=== What is being asked ===
An exact copy of every record is the expected answer.

Natural language region descriptions
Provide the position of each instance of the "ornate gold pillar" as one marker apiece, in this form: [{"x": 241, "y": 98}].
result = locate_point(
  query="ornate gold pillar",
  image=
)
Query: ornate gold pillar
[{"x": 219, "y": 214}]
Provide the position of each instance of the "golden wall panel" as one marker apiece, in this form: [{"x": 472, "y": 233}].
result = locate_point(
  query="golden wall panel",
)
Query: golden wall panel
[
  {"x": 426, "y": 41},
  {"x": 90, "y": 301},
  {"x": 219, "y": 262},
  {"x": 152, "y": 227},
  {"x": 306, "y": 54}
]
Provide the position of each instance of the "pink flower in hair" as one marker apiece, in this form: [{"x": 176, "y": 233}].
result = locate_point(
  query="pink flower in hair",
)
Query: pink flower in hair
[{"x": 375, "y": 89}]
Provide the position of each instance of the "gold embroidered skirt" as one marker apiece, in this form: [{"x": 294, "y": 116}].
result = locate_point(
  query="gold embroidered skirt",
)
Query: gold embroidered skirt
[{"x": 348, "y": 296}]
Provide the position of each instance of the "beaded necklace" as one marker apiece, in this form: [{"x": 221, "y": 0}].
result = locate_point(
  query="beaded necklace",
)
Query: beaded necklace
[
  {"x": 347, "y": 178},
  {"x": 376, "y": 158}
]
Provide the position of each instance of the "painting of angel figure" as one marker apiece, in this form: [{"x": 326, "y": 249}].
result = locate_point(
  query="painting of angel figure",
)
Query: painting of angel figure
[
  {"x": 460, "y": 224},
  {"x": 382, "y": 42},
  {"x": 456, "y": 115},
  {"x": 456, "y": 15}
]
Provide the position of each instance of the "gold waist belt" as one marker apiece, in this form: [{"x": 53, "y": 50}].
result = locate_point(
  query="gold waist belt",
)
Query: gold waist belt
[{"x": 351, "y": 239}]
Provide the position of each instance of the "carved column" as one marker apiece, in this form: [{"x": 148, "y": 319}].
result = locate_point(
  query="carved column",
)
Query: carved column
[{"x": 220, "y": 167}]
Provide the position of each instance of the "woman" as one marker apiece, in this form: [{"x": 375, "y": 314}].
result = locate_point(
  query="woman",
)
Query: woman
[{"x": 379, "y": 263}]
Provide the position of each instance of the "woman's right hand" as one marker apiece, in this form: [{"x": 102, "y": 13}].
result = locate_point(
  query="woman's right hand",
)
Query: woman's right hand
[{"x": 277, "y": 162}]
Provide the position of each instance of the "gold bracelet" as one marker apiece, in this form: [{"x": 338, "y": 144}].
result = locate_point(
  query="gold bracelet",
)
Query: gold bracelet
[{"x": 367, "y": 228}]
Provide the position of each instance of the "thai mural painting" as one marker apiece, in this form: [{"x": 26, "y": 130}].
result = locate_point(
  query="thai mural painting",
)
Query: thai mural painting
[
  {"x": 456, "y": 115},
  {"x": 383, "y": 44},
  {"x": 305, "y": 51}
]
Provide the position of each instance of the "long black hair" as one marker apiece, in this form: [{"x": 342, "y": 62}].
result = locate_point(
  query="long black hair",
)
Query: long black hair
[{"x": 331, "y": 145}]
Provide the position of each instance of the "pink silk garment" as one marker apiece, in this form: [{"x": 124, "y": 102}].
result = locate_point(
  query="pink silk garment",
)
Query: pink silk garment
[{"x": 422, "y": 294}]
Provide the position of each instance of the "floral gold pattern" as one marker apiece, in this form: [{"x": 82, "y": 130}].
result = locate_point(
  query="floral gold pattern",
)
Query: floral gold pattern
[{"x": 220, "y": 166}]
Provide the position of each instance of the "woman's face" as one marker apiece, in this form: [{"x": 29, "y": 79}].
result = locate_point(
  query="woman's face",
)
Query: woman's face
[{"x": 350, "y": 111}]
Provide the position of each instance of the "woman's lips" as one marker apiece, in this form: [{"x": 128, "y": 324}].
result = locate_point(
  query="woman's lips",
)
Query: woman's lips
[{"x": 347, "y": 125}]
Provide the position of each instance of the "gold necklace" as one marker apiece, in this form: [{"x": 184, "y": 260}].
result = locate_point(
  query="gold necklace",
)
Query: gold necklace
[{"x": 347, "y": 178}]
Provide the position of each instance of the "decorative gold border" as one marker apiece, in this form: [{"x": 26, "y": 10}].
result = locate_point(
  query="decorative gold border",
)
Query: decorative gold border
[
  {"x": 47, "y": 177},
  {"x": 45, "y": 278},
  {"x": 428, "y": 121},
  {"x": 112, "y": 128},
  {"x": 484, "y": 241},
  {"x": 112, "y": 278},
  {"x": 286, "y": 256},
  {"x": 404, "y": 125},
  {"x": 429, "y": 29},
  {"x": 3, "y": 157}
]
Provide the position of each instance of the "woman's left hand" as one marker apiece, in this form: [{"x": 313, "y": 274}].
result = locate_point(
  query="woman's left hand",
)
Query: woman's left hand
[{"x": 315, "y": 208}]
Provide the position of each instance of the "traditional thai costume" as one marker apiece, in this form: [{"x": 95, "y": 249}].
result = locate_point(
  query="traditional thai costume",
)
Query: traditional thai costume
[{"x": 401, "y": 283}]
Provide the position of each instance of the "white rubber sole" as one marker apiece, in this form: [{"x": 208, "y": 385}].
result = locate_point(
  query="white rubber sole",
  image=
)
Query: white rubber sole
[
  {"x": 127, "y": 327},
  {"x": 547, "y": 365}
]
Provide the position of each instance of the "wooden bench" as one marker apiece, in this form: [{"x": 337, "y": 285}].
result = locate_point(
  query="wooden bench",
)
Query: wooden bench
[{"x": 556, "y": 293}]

=== Response area ===
Provide the position of each instance of the "ornate gold pillar" as one marker apiece, in this form: [{"x": 241, "y": 98}].
result = locate_point(
  query="ornate gold pillar",
  image=
)
Query: ornate gold pillar
[{"x": 219, "y": 214}]
Provide the position of each instance of the "golden wall panel" as one marker apiece, in this form: [{"x": 472, "y": 233}].
result = locate_point(
  query="golden wall panel",
)
Query: golden wall panel
[
  {"x": 426, "y": 41},
  {"x": 90, "y": 301},
  {"x": 219, "y": 262},
  {"x": 152, "y": 227},
  {"x": 306, "y": 54}
]
Provide the position of each instance of the "pink flower in hair" as one marker apiece, in this form: [{"x": 176, "y": 233}].
result = locate_point(
  query="pink flower in hair",
)
Query: pink flower in hair
[{"x": 375, "y": 89}]
Provide the position of each instance of the "gold embroidered skirt" as one marker apiece, in this form: [{"x": 294, "y": 116}].
result = locate_point(
  query="gold embroidered skirt",
)
Query: gold embroidered skirt
[{"x": 348, "y": 296}]
Provide the position of each instance of the "beaded necklace" as one marker apiece, in this form: [{"x": 221, "y": 0}].
result = locate_point(
  query="beaded necklace",
)
Query: beaded necklace
[
  {"x": 347, "y": 178},
  {"x": 376, "y": 158}
]
Provide the position of each instance of the "painting of angel figure" as one marker apiece, in this form: [{"x": 326, "y": 249}].
result = locate_point(
  query="painting of angel figure",
)
Query: painting of angel figure
[
  {"x": 460, "y": 224},
  {"x": 382, "y": 42},
  {"x": 456, "y": 115},
  {"x": 456, "y": 15}
]
Provide the position of each instance of the "gold waist belt" as one marker apiece, in this form: [{"x": 53, "y": 50}].
result = locate_point(
  query="gold waist belt",
)
Query: gold waist belt
[{"x": 351, "y": 239}]
Provide the position of each instance of the "carved column" as one marker apiece, in this form: [{"x": 148, "y": 319}].
result = locate_point(
  query="carved column",
)
Query: carved column
[{"x": 220, "y": 167}]
Provide the position of each instance of the "woman" as one marker apiece, in this form: [{"x": 375, "y": 314}].
result = locate_point(
  query="woman",
)
Query: woman
[{"x": 379, "y": 263}]
Provide the position of each instance of the "woman's right hand" as one marker apiece, in this form: [{"x": 102, "y": 13}].
result = locate_point(
  query="woman's right hand",
)
Query: woman's right hand
[{"x": 277, "y": 162}]
Provide the position of each instance of the "gold bracelet" as one marker apiece, in this form: [{"x": 338, "y": 144}].
result = locate_point(
  query="gold bracelet",
)
Query: gold bracelet
[{"x": 367, "y": 228}]
Provide the position of each instance of the "thai mural painting" as one marker apiece, in this form: [{"x": 26, "y": 130}].
result = locate_point(
  query="thai mural painting",
)
Query: thai mural painting
[
  {"x": 456, "y": 115},
  {"x": 383, "y": 44},
  {"x": 305, "y": 51}
]
Provide the position of each instance of the "long black hair" as one marker apiece, in this form: [{"x": 342, "y": 62}].
result = locate_point(
  query="long black hair",
)
Query: long black hair
[{"x": 331, "y": 145}]
Provide the position of each instance of the "pink silk garment" as one marker apiece, in this form: [{"x": 124, "y": 102}].
result = locate_point(
  query="pink silk garment",
)
Query: pink silk garment
[{"x": 422, "y": 294}]
Provide the position of each instance of the "floral gold pattern" as one marker apiece, in this form: [{"x": 82, "y": 130}].
result = locate_point(
  query="floral gold pattern",
)
Query: floral gold pattern
[{"x": 220, "y": 166}]
Provide the position of each instance of the "woman's face" as one marker apiece, in this form: [{"x": 29, "y": 79}].
result = locate_point(
  query="woman's face",
)
Query: woman's face
[{"x": 350, "y": 111}]
Provide the position of each instance of the "woman's lips" as one marker apiece, in this form: [{"x": 128, "y": 324}].
result = locate_point(
  query="woman's lips",
)
Query: woman's lips
[{"x": 347, "y": 125}]
Provide the position of each instance of the "gold necklace" as one marker apiece, in this form: [{"x": 184, "y": 260}].
result = locate_point(
  query="gold necklace",
)
Query: gold necklace
[{"x": 347, "y": 178}]
Provide the position of each instance of the "decorative gold border" as one marker apiece, in this form: [{"x": 26, "y": 10}].
result = locate_point(
  query="decorative gold border",
)
Query: decorative gold border
[
  {"x": 47, "y": 177},
  {"x": 45, "y": 278},
  {"x": 428, "y": 121},
  {"x": 112, "y": 128},
  {"x": 484, "y": 241},
  {"x": 112, "y": 278},
  {"x": 286, "y": 256},
  {"x": 404, "y": 125},
  {"x": 429, "y": 29},
  {"x": 3, "y": 157}
]
Provide the position of each instance of the "woman's left hand" as one marker apiece, in this form: [{"x": 313, "y": 274}].
result = locate_point(
  query="woman's left hand",
)
Query: woman's left hand
[{"x": 315, "y": 208}]
Provide the position of each instance of the "traditional thai costume" as one marker apiece, in this form: [{"x": 95, "y": 249}].
result = locate_point(
  query="traditional thai costume",
)
Query: traditional thai costume
[{"x": 401, "y": 283}]
Provide the position of each instance of the "white rubber sole" as one marker apiece, in this form: [{"x": 208, "y": 385}].
result = locate_point(
  query="white rubber sole",
  image=
)
Query: white rubber sole
[
  {"x": 127, "y": 327},
  {"x": 547, "y": 365}
]
Provide the position of each instance of the "wooden bench" as one marker apiece, in this form: [{"x": 337, "y": 285}].
result = locate_point(
  query="wooden bench",
)
Query: wooden bench
[{"x": 556, "y": 293}]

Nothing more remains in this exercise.